▸ **What you will do**
Copy the data from the line that has "Mark the region of each instance of the text" through the line that has "POLYGON ((6 12, 46 12, 46 2, 6 2, 6 12))", including both of those lines, and leave the pictures out of what you write.

▸ **Task data**
--- Begin ---

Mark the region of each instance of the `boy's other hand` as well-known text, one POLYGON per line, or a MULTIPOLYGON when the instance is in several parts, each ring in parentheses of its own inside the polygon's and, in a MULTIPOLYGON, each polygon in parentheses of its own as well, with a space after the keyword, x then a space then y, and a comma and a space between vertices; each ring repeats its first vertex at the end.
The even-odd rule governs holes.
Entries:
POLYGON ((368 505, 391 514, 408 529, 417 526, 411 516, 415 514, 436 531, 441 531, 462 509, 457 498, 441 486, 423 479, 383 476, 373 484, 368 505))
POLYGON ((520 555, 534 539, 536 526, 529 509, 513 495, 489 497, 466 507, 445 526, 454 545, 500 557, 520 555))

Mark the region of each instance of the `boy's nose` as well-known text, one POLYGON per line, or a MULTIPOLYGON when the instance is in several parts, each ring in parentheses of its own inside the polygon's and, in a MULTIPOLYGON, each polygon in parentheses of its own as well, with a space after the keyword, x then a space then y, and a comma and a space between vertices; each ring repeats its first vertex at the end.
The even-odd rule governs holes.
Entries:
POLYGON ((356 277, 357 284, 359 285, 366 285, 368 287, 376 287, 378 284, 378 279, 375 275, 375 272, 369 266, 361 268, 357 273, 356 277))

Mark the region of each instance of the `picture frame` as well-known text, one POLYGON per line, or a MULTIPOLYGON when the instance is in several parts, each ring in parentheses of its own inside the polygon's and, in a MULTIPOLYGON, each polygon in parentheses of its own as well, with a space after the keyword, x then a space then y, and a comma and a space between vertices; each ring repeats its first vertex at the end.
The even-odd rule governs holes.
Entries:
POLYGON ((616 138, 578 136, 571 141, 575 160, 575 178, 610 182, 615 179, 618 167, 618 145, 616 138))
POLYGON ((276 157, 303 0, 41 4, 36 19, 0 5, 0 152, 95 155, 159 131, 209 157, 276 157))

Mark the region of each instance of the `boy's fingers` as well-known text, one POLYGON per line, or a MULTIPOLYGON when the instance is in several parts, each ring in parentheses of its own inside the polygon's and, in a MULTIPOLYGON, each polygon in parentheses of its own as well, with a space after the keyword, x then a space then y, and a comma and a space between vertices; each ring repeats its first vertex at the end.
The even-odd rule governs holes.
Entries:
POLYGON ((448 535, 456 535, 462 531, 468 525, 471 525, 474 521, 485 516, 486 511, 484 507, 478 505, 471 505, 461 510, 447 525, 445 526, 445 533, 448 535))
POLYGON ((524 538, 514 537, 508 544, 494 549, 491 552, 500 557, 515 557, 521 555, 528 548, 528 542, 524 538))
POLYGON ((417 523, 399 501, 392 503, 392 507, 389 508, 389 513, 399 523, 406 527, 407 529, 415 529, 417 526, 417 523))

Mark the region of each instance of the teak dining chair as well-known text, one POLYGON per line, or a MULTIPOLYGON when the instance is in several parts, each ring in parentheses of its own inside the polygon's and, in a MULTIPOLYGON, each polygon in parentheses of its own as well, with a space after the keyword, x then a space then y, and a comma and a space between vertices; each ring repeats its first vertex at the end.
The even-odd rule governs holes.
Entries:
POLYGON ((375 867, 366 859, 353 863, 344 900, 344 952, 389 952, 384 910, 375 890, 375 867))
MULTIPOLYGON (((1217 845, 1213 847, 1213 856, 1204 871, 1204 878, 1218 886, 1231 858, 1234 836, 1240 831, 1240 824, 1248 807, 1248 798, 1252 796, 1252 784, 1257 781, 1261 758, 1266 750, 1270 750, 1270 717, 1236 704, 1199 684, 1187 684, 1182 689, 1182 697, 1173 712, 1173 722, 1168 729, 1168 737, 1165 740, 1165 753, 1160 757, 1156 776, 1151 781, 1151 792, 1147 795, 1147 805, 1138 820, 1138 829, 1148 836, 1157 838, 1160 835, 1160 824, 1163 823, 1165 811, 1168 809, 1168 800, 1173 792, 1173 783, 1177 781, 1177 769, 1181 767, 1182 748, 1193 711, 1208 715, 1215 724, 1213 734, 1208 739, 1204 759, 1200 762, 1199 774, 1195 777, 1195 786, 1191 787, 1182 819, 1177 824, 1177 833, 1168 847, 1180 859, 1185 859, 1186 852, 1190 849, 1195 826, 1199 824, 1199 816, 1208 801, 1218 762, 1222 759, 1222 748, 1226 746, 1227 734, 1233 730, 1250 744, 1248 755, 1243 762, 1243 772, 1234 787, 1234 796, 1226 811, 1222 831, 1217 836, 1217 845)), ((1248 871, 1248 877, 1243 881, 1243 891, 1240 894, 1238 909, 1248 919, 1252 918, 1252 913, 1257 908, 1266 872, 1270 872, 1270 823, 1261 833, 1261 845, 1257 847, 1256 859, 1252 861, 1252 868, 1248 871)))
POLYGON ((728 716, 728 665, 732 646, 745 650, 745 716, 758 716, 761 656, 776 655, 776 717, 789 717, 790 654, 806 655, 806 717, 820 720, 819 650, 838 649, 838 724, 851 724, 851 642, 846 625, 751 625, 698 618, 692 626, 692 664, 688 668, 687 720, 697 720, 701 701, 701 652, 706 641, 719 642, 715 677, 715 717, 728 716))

--- End ---
--- Begin ---

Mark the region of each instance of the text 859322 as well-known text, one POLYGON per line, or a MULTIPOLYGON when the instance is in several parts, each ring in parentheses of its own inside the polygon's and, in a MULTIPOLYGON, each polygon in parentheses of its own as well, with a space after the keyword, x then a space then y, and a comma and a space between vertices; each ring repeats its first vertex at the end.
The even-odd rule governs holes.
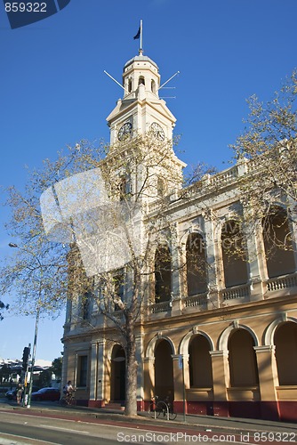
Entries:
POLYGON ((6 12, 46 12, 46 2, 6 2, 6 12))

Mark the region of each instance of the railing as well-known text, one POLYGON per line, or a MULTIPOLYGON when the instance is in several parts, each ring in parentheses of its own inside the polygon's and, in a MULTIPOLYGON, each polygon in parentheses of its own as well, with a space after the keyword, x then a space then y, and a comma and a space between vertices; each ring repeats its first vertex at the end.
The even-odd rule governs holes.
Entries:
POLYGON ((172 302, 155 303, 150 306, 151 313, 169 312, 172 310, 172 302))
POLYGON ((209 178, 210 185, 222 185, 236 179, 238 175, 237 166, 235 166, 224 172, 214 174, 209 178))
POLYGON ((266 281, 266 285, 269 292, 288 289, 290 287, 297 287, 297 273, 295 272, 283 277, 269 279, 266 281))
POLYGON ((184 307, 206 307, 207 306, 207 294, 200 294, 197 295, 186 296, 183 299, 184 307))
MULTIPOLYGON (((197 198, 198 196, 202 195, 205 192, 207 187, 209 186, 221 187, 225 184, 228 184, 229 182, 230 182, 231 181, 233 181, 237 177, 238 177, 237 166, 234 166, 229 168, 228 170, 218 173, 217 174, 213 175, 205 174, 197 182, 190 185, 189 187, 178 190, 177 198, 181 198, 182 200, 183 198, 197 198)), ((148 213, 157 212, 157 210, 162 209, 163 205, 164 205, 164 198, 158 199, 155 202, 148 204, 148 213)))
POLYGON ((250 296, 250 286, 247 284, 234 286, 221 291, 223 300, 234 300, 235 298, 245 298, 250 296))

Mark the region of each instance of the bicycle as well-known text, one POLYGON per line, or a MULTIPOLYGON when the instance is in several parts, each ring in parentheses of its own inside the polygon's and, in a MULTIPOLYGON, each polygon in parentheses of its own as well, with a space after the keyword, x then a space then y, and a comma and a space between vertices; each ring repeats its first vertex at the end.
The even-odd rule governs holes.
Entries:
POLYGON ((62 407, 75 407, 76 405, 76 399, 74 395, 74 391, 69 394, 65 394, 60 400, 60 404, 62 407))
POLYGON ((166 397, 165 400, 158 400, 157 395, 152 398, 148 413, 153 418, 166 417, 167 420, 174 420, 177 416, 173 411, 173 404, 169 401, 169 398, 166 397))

--- End ---

▸ **Final answer**
Mark the region of each instance of the text 859322 as well-known text, one POLYGON per line, or a MULTIPOLYGON when the instance is in several parts, each ring in parentheses of its own inside the polygon's and, in a MULTIPOLYGON, each polygon in parentheses of its own as well, with a space after the keyword, x then a space then y, and a comma and a space between vertices; each ring repeats its first vertex at the end.
The even-odd rule governs holes.
Entries:
POLYGON ((6 12, 46 12, 46 2, 6 2, 6 12))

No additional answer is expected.